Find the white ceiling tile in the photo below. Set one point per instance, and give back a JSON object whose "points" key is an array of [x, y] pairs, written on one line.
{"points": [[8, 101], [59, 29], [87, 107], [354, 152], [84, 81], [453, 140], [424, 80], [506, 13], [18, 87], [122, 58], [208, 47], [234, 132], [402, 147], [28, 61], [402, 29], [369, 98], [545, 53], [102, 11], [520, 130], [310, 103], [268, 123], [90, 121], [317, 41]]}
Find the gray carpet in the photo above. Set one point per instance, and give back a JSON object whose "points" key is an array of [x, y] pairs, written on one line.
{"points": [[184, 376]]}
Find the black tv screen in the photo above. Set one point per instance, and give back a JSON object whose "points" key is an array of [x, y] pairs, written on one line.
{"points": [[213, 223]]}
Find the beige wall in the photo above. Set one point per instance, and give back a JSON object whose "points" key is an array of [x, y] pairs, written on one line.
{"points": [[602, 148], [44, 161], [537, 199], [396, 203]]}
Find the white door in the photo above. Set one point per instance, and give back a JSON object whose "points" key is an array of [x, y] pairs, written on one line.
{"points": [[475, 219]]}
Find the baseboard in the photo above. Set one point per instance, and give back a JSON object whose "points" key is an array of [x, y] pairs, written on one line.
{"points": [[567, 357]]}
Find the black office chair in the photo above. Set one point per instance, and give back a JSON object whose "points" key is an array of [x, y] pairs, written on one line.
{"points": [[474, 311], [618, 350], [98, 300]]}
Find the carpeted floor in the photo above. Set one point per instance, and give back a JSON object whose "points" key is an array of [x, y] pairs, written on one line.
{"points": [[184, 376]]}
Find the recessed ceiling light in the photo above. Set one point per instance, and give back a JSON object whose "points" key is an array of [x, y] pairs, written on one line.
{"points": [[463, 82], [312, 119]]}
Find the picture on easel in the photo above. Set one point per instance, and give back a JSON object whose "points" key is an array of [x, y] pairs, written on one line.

| What to produce |
Return the listing verbatim.

| Task answer |
Find the white ceiling tile in the photo below. Set one point per instance, and give back a JSON object whose "points" key is an array of [x, y] pairs, written on one line.
{"points": [[8, 101], [59, 29], [87, 107], [354, 152], [84, 81], [453, 140], [424, 80], [506, 13], [18, 87], [122, 58], [208, 47], [234, 132], [402, 147], [28, 61], [402, 29], [369, 98], [545, 53], [102, 11], [520, 130], [310, 103], [268, 123], [90, 121], [317, 41]]}
Find the gray carpet in the photo above. Set one point per instance, and give back a JSON object whose "points" key is an array of [x, y] pairs, written on one line.
{"points": [[184, 376]]}
Find the black tv screen in the photo above. Set one point per instance, and give back a JSON object whose "points" key is an array of [x, y] pairs, written on one line.
{"points": [[213, 223]]}
Find the beige wall in the photo above. Set one point per instance, and give back a JSON object whose "points" key is an array of [x, y] pairs, written on one line.
{"points": [[602, 148], [44, 161], [537, 199], [396, 203]]}
Find the white door in the photo above. Set one point per instance, and give back a JSON object whose "points" key is an array of [x, y] pairs, written on one line.
{"points": [[475, 219]]}
Find the baseboard in the photo above. Set one point per instance, and give back a JSON object whose "points" key is an array of [x, y] pairs, written on one line.
{"points": [[567, 357]]}
Find the black office chair in the photo above. Set one point per instance, and give back a JSON object whose "points" key is an array of [x, y] pairs, written on one line.
{"points": [[474, 311], [618, 350], [98, 300]]}
Find the carpeted floor in the photo above. Set one point per instance, and give back a JSON object whose "points" key is an array of [x, y] pairs, written on one line.
{"points": [[184, 376]]}
Find the recessed ceiling light in the photo above. Set one point per instance, and give back a JSON object whose "points" key is an array of [x, y] pairs, written on one line.
{"points": [[463, 82], [312, 119]]}
Find the picture on easel in the photo above. Set one point per instance, and give back a JSON object whose "points" key is an array of [x, y] pairs, written on one line.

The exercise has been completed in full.